# Task instructions:
Say how many lines of the data contain "instance", and nothing more.
Given records: Begin
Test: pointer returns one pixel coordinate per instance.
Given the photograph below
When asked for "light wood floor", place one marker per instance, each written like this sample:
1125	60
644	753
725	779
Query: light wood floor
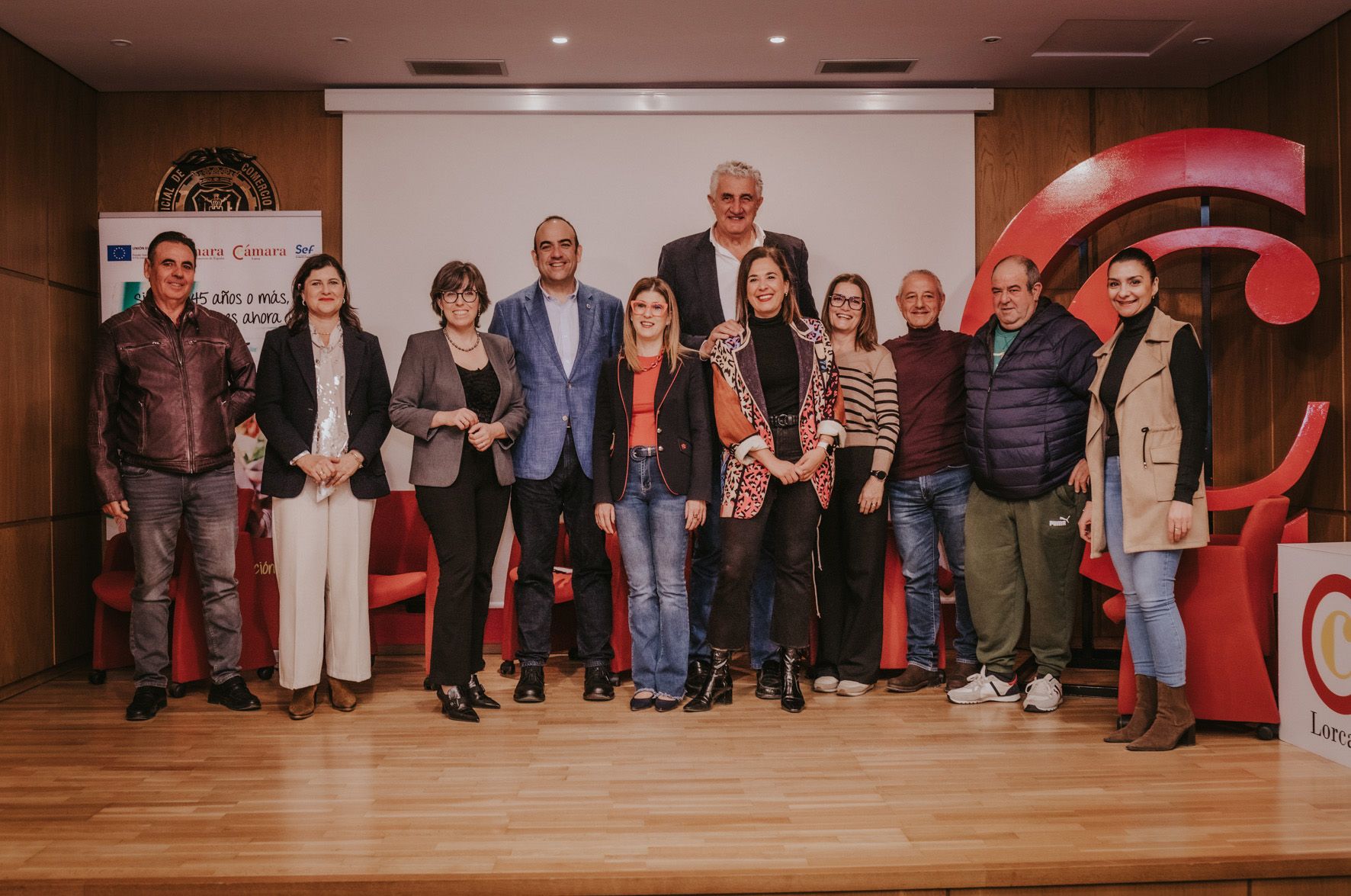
883	792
Given records: End
# Response to this task:
2